**PROBLEM TO WORK ON:**
In the article on tracing versus logging, what does a trace store that makes it possible to replay a response months later?

**SELECTED EXCERPT:**
::::::
ENGINEERING5 min read

Tracing vs logging: why print() debugging fails for LLM apps

The Currai team, Engineering — May 22, 2026

Every LLM app starts the same way: a print() of the prompt, a print() of the response, and a scroll through the terminal when something looks off. It works until the app does more than one thing — and then it falls apart fast.

What logging can't capture

A log line is a point-in-time string. That's fine for "request received" or "cache miss," but an LLM request is a tree: a prompt is assembled from a template plus retrieved documents plus chat history, the model is called, it emits tool calls, those tools run, and the model is called again. Flatten that into log lines and you lose the structure that explains the behavior.

[INFO] prompt: You are a helpful assistant...
[INFO] response: I'll check that for you
[INFO] tool: search_orders(...)
[INFO] response: Your order shipped Tuesday

Which prompt produced which tool call? How long did the search take? What did the final prompt look like after the tool result was appended? The logs can't say.

A trace keeps the shape of the work

Tracing models the request as it actually happened — a root trace with nested spans and generations, each carrying its own input, output, timing, and metadata.

trace = currai.trace(name="order-status", user_id="user-1")

gen1 = trace.generation(name="plan", model="gpt-4o-mini", input=messages)
gen1.end(output=tool_call)

tool = trace.span(name="search_orders", input={"q": "latest"})
tool.end(output=orders)

gen2 = trace.generation(name="answer", model="gpt-4o-mini", input=messages_with_tool)
gen2.end(output=final_reply)

Open that trace and the whole turn is laid out in order, with the exact payloads and the time each step took. No reconstruction required.

The three things logs make you give up

Correlation. Logs from concurrent requests interleave; a trace groups everything for one request under one id automatically.
Replay. A log line is the string you chose to print. A trace stores the full input and output, so you can replay a response months later.
Cost and latency. Token usage and per-step timing live on the trace, ready to roll up — they were never going to fit in a log line.

You don't have to choose

Keep your logs for infrastructure events — they're great at that. Add tracing for the model calls, where structure and replay are the difference between a five-minute fix and an afternoon of guessing. The day you trade print() for a real trace is the day LLM debugging stops feeling like archaeology.
::::::
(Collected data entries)
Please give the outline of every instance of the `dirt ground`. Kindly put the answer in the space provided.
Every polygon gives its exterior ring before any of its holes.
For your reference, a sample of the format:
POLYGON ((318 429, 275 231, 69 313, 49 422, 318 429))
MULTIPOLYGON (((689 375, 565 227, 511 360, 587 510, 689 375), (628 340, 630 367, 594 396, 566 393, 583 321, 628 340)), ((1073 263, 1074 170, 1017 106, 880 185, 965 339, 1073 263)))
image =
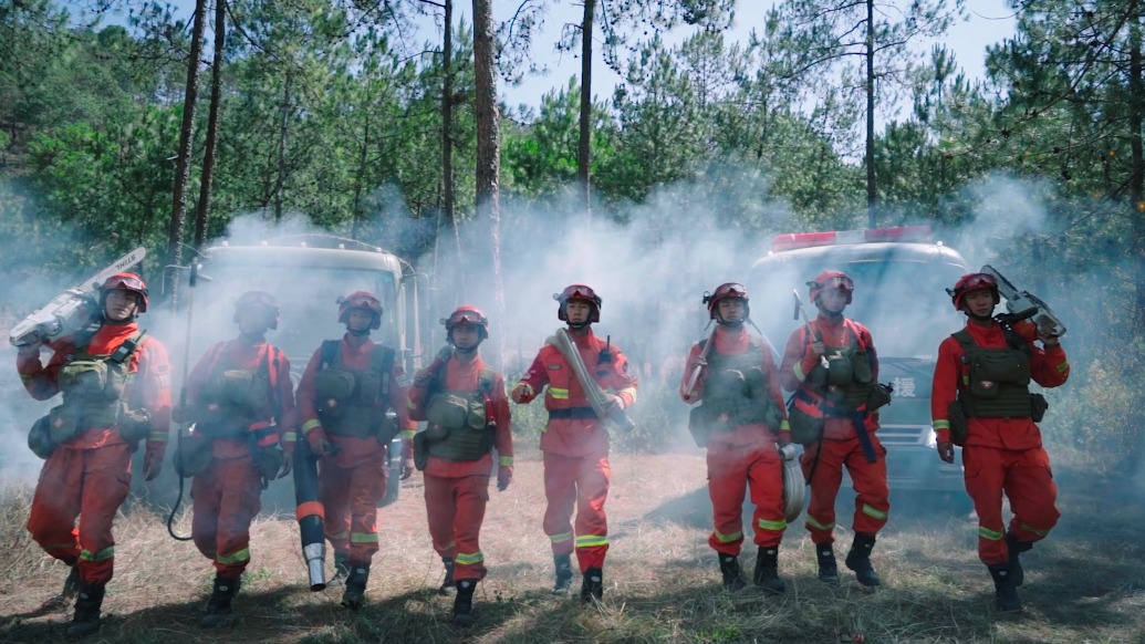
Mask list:
MULTIPOLYGON (((339 605, 337 584, 309 591, 297 524, 278 515, 253 526, 252 563, 235 619, 212 631, 198 627, 210 563, 190 543, 172 540, 164 517, 128 508, 117 520, 106 623, 89 641, 1145 643, 1145 548, 1137 535, 1145 511, 1105 504, 1116 492, 1112 482, 1059 481, 1063 523, 1024 557, 1027 611, 1004 616, 992 610, 993 588, 974 552, 976 520, 943 503, 909 516, 892 509, 874 557, 885 583, 874 592, 845 571, 839 588, 818 582, 802 520, 781 549, 785 595, 765 597, 750 587, 725 592, 706 545, 703 454, 614 454, 606 599, 582 608, 575 596, 548 592, 553 566, 540 528, 539 455, 535 448, 519 454, 512 487, 490 490, 482 532, 489 576, 479 587, 479 619, 469 629, 450 623, 452 599, 435 591, 442 570, 416 474, 398 501, 380 510, 382 545, 361 612, 339 605)), ((846 493, 842 497, 840 556, 851 540, 851 501, 846 493)), ((57 641, 70 619, 70 607, 54 602, 66 568, 44 556, 23 528, 27 498, 26 489, 0 492, 0 642, 57 641)), ((189 527, 187 516, 174 526, 177 534, 189 527)), ((753 559, 755 548, 745 544, 744 568, 753 559)))

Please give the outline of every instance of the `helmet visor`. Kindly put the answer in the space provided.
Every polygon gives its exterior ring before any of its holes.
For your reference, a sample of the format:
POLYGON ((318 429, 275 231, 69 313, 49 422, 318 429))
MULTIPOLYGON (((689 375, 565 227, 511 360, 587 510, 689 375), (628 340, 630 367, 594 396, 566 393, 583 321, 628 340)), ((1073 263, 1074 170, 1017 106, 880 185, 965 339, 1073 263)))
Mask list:
POLYGON ((960 291, 973 291, 977 289, 997 289, 998 283, 993 275, 987 273, 972 273, 960 280, 960 291))
POLYGON ((855 290, 855 282, 846 275, 832 275, 827 280, 823 280, 823 283, 820 284, 819 288, 827 290, 838 289, 840 291, 853 291, 855 290))
POLYGON ((480 313, 475 311, 457 311, 449 316, 445 321, 447 327, 457 327, 459 324, 484 324, 485 319, 480 313))
POLYGON ((748 289, 743 288, 743 284, 721 284, 720 288, 716 289, 712 299, 722 298, 743 298, 748 299, 748 289))
POLYGON ((117 275, 116 277, 108 280, 103 284, 103 290, 106 291, 111 289, 123 289, 125 291, 137 291, 141 293, 147 292, 147 285, 143 284, 143 281, 139 277, 129 275, 117 275))

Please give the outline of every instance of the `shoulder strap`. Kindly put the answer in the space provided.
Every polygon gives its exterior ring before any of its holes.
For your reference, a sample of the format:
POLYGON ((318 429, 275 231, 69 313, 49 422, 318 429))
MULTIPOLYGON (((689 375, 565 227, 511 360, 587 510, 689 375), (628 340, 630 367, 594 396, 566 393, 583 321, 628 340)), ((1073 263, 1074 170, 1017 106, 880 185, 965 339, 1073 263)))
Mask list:
POLYGON ((145 335, 147 331, 136 331, 129 338, 124 340, 124 343, 119 345, 116 351, 111 352, 108 360, 118 364, 127 362, 131 360, 132 355, 135 354, 135 351, 140 347, 140 345, 143 344, 143 336, 145 335))
POLYGON ((381 375, 381 398, 389 400, 389 375, 394 371, 394 350, 373 345, 370 352, 370 367, 381 375))
POLYGON ((338 360, 342 340, 322 340, 322 368, 330 369, 338 360))
POLYGON ((493 380, 497 378, 493 370, 489 367, 483 367, 481 369, 481 375, 477 376, 477 386, 481 387, 481 393, 489 395, 493 391, 493 380))

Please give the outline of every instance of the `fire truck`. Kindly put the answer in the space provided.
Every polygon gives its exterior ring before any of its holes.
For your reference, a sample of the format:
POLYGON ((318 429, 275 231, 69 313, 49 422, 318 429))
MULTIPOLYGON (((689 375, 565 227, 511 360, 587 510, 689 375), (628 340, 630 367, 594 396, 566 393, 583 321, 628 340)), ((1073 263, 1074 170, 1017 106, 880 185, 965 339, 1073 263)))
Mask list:
MULTIPOLYGON (((324 339, 340 338, 338 298, 354 291, 378 296, 385 314, 374 341, 394 348, 406 374, 420 368, 421 337, 418 283, 413 267, 397 256, 364 242, 321 234, 275 237, 251 244, 222 242, 200 259, 200 280, 194 293, 191 360, 234 331, 235 299, 250 290, 275 296, 278 329, 268 339, 290 359, 294 385, 324 339)), ((400 493, 397 470, 401 441, 395 438, 387 458, 390 477, 385 503, 400 493)), ((290 478, 271 484, 264 495, 293 506, 290 478), (278 489, 282 488, 282 489, 278 489)))
POLYGON ((827 269, 854 280, 854 301, 844 315, 870 329, 879 382, 894 387, 891 405, 879 411, 878 432, 892 494, 942 493, 962 505, 962 460, 947 464, 935 454, 930 390, 939 344, 964 323, 945 289, 969 272, 966 261, 926 226, 776 235, 747 284, 752 317, 776 351, 803 324, 792 290, 814 317, 807 282, 827 269))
::::::
**RESPONSE TO THE EXERCISE:**
The full input and output.